Please go through the records below and return every line holding the word "black".

SUPPLIED MATERIAL Block Start

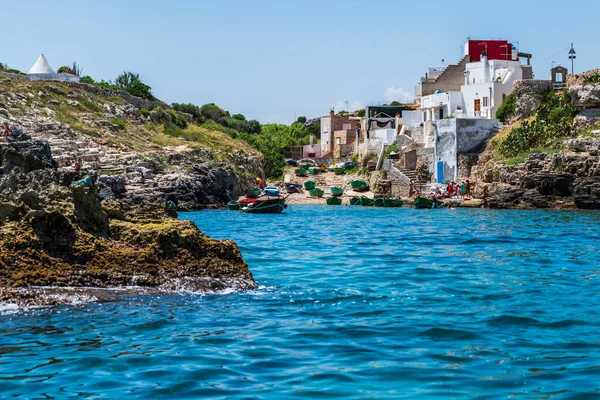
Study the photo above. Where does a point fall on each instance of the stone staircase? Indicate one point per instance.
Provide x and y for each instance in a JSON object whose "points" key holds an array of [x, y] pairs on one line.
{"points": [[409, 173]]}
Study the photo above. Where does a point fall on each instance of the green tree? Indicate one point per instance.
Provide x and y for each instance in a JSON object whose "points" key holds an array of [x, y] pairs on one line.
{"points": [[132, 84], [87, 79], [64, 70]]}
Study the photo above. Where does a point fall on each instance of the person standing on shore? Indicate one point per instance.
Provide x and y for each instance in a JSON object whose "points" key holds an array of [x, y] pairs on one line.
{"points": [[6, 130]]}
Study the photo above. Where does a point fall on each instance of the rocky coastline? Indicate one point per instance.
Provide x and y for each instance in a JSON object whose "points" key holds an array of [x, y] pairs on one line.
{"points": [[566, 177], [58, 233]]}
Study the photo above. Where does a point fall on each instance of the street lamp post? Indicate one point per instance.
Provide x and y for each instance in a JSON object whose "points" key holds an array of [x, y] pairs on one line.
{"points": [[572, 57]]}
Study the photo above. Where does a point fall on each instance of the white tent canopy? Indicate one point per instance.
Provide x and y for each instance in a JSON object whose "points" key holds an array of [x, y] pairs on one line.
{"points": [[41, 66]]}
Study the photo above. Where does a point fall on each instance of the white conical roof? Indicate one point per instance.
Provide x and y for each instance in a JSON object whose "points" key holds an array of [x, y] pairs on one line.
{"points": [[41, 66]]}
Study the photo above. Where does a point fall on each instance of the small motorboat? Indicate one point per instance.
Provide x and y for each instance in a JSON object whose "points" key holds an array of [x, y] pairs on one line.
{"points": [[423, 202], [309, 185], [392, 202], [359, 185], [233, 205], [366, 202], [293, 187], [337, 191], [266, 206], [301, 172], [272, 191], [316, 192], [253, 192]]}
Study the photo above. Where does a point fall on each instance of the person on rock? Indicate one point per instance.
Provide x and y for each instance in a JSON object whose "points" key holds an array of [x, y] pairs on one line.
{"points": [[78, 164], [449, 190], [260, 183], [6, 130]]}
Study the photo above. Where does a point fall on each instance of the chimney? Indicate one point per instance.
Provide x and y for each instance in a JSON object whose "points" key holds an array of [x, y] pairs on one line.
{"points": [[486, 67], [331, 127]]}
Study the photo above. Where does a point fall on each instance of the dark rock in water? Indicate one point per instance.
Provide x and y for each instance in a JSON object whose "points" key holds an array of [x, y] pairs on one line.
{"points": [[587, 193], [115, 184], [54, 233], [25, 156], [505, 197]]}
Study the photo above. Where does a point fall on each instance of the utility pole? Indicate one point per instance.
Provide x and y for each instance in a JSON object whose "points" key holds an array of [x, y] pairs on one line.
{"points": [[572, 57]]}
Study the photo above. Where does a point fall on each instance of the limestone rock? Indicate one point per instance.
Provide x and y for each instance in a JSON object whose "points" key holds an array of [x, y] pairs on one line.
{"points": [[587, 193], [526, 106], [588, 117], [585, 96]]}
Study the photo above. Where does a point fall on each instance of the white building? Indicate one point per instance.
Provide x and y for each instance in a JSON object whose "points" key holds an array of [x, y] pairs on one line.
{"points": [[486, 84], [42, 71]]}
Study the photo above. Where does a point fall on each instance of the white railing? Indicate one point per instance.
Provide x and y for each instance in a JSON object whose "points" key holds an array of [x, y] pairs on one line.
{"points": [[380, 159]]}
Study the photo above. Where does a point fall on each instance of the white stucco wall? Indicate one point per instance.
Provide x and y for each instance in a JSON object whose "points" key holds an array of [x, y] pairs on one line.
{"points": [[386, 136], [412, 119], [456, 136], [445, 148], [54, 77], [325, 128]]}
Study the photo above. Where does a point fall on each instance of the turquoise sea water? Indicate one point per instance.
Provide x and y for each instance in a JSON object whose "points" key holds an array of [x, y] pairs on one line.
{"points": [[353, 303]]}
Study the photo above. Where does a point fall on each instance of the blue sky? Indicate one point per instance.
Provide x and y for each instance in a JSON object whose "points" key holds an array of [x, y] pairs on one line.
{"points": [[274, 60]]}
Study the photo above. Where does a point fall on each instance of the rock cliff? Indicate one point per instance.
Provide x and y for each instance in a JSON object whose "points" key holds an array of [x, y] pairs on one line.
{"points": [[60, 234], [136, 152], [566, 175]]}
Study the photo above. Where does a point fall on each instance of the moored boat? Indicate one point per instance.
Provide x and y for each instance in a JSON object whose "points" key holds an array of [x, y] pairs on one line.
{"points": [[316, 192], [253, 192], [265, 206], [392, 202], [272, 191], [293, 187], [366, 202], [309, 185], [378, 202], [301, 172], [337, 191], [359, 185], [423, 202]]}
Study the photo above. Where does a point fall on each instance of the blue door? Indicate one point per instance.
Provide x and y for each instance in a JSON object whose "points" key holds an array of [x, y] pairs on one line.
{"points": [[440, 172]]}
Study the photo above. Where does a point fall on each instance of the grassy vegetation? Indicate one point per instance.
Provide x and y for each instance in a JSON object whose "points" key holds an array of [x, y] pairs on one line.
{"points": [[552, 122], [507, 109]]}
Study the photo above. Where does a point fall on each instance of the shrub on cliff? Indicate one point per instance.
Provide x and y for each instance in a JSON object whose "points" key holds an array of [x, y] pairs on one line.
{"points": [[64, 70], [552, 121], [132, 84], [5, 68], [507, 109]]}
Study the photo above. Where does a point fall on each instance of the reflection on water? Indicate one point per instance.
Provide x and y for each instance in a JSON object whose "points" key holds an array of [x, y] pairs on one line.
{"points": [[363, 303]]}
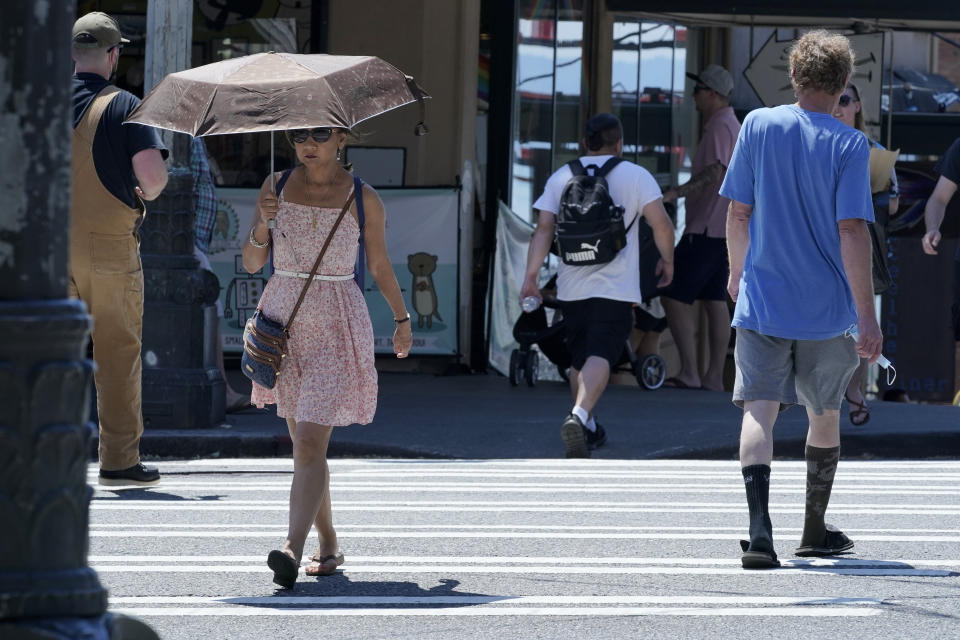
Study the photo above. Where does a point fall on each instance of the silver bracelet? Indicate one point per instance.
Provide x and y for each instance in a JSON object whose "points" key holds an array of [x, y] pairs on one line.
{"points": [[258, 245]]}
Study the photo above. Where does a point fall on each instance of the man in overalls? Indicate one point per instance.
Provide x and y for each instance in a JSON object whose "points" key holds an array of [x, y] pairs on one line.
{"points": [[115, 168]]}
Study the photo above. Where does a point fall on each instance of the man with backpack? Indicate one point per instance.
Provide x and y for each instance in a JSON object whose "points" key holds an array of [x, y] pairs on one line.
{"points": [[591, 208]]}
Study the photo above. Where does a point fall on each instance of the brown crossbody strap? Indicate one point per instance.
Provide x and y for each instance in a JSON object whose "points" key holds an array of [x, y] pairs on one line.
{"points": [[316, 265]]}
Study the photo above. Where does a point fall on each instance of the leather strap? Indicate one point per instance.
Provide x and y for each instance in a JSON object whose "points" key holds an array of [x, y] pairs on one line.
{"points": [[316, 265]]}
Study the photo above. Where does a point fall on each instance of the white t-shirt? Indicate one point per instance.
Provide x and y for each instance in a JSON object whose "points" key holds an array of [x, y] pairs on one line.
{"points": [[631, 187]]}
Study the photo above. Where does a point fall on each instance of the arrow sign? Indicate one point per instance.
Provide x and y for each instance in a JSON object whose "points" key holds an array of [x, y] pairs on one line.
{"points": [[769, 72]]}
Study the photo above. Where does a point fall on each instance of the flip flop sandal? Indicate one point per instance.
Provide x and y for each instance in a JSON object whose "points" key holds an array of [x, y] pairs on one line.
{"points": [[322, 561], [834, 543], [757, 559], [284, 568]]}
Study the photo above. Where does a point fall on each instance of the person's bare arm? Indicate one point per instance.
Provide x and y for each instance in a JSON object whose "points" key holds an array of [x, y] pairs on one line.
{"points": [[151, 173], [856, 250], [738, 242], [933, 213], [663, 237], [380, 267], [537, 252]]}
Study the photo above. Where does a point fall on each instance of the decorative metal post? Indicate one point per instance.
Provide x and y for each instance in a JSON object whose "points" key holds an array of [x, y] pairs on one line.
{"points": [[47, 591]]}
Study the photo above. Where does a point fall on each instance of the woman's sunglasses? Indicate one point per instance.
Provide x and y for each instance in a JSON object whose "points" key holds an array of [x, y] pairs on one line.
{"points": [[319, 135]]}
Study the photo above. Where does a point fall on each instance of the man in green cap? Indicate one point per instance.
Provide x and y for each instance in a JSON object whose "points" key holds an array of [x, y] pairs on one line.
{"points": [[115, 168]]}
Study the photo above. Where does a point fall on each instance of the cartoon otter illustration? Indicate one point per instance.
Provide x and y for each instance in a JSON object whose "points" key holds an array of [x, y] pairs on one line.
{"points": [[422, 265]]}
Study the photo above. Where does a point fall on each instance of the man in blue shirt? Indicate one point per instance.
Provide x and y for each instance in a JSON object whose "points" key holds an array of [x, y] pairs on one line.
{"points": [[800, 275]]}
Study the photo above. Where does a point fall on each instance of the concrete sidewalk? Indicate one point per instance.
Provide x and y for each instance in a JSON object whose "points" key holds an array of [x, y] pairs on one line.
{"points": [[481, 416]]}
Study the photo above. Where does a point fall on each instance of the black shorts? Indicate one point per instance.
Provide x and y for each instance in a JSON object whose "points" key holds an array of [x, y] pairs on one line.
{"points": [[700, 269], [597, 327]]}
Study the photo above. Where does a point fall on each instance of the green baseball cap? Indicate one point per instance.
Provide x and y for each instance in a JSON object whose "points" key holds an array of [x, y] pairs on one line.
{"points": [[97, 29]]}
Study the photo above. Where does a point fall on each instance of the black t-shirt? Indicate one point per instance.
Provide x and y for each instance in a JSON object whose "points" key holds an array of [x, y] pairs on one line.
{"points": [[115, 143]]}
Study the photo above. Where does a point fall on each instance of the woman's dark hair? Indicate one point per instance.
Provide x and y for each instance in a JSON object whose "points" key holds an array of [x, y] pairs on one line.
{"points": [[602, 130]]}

SUPPLIED MATERIAL Block End

*RESPONSE AREA*.
Study the photo above. Where does a point fall on each instance of the black shorts? Indicate one point per instance.
Study the photo above. Where does a point fall on each instance of the black t-shirt? Indicate one point per instance.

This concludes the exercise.